Short exercise
Please show every line from the listing below that contains the string "green", copied unchanged. Treat uppercase and lowercase letters as different.

(Region labeling records)

□ □ □ □ □

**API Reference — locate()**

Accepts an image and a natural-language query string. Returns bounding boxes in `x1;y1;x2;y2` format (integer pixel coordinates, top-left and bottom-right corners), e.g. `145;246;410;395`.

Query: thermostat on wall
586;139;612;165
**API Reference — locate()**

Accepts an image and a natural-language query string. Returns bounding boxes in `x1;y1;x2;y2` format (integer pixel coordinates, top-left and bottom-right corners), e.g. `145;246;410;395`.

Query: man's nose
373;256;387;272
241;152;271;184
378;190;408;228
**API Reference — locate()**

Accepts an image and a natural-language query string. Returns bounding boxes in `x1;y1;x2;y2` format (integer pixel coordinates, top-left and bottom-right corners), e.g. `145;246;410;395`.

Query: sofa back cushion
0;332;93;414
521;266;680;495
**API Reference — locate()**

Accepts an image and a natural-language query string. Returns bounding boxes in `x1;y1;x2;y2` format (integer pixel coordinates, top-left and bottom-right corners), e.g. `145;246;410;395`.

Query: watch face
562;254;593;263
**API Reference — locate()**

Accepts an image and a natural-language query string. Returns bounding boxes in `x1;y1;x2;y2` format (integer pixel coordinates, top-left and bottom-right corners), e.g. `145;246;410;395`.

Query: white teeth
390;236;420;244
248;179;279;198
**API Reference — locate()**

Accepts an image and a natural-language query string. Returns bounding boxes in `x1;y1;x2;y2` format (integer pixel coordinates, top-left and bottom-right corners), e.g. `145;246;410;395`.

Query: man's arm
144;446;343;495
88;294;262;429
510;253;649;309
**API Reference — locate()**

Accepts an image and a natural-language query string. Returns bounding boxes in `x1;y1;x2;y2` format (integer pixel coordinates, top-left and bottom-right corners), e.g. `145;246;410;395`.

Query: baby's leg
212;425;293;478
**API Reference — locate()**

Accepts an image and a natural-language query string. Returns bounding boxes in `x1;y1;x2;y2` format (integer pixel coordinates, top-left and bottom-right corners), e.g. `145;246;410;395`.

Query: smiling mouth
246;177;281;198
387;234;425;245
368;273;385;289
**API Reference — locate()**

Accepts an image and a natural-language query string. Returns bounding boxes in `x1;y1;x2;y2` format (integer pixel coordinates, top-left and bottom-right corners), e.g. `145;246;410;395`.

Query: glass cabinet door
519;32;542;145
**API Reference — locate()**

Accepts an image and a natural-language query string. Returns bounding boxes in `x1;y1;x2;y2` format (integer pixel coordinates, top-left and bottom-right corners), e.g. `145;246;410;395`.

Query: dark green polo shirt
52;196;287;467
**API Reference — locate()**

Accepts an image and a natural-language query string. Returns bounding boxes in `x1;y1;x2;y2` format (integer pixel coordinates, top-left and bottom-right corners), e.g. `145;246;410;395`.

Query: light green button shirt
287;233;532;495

□ □ □ □ □

Right answer
Query: dark green polo shirt
Query: light green button shirt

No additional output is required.